Spatial localization data
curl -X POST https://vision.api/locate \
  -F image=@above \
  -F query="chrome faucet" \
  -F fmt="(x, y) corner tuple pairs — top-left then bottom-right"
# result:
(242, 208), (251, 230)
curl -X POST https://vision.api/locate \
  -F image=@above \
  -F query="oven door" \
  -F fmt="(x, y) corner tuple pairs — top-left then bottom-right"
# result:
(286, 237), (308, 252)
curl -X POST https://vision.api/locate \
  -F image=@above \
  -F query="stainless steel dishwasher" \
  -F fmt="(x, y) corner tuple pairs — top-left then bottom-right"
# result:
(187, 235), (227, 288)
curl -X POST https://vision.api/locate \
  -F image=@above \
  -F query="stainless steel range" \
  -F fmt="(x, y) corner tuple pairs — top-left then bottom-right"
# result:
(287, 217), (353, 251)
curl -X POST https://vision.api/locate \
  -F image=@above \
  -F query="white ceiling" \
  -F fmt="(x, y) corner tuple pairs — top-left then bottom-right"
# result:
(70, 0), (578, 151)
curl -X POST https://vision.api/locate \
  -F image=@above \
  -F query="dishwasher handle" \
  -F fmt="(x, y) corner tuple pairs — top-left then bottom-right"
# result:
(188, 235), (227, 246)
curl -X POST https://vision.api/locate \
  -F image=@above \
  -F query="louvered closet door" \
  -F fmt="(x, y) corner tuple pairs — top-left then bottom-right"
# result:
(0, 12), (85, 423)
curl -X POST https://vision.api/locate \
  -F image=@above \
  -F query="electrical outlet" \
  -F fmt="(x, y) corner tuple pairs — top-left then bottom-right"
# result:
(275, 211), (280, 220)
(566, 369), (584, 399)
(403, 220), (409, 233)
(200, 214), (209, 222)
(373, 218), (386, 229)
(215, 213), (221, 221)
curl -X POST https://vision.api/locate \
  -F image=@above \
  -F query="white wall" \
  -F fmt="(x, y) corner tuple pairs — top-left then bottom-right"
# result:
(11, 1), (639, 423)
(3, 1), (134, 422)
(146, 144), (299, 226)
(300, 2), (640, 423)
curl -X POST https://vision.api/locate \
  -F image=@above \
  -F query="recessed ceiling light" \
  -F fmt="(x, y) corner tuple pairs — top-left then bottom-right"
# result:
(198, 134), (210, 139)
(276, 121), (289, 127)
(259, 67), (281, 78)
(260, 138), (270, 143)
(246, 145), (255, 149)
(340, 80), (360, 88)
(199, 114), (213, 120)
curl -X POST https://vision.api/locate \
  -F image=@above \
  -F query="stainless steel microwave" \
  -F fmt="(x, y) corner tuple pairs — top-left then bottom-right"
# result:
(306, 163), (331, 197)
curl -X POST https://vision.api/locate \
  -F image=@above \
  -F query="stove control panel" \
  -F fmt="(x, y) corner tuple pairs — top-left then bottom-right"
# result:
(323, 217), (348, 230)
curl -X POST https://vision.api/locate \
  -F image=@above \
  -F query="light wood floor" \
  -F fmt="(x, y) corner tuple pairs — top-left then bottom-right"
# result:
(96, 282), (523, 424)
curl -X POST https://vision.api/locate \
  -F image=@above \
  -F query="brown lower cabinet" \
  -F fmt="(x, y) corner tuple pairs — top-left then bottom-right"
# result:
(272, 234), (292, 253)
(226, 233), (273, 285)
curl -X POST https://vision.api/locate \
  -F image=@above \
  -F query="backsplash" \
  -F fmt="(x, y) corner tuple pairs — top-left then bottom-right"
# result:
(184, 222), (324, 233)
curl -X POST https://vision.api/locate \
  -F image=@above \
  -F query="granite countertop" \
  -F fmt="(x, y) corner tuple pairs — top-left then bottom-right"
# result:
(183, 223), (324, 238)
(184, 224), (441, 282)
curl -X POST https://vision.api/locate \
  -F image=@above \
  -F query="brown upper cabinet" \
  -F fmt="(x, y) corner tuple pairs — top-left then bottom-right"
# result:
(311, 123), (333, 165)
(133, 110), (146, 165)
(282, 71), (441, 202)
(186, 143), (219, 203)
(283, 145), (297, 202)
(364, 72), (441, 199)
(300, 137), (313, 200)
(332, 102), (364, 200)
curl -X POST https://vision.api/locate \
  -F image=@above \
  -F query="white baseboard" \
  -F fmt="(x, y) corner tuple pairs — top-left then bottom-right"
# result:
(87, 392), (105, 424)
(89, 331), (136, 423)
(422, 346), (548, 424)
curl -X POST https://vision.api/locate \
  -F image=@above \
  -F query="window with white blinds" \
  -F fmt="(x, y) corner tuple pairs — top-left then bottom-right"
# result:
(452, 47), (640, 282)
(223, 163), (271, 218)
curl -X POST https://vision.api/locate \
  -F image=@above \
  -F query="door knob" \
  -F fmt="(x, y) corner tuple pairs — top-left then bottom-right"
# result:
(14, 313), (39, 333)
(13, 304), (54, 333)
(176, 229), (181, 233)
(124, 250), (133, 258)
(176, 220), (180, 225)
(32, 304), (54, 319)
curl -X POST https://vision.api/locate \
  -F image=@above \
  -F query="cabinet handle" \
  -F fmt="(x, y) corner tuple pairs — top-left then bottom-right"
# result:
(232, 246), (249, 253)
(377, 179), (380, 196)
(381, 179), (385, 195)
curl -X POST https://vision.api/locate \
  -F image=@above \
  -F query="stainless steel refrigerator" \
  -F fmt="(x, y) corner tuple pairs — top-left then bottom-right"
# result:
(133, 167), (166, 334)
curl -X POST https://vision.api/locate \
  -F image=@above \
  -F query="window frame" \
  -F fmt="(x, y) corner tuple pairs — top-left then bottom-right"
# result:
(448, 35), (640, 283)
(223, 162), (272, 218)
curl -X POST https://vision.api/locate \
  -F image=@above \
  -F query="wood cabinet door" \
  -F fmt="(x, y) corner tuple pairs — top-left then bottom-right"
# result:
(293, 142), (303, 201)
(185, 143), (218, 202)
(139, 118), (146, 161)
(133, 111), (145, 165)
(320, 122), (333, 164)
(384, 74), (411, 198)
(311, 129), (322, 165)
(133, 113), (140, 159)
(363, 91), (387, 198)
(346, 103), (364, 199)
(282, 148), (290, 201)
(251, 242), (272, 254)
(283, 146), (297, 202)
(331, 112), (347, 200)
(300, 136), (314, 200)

* What to do
Copy here each line of the preceding records with "door" in it.

* Exercise result
  -F query="oven door" \
  -F query="louvered closet door" \
  -F query="door knob" \
  -F query="wood cabinet door" \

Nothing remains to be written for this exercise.